WHAT IS REQUIRED:
Find each line in the records below that contains the word "panel", matching case exactly, and copy those lines.

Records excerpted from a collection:
####
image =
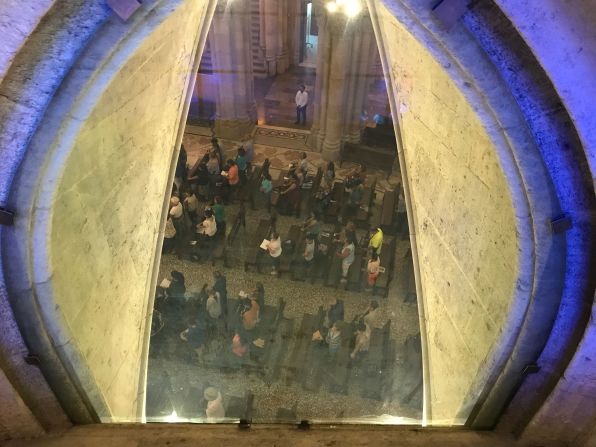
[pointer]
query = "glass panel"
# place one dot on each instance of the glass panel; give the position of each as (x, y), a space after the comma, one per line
(286, 284)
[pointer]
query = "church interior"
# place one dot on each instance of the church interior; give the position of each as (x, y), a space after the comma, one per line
(297, 222)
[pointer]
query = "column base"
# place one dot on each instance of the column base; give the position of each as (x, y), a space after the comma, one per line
(331, 151)
(233, 129)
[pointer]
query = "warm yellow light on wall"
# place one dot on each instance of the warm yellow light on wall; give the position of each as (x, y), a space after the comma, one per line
(350, 8)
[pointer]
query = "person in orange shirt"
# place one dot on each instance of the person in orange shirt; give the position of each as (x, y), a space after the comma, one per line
(233, 178)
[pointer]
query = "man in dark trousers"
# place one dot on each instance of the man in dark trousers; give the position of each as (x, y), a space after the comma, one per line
(220, 286)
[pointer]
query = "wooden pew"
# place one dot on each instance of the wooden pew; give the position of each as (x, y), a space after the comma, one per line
(253, 249)
(387, 258)
(365, 211)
####
RESPONSE:
query = "glass panel"
# place one dot on each instance of the glass panel; give the position of each as (x, y), a space after the comma, one per line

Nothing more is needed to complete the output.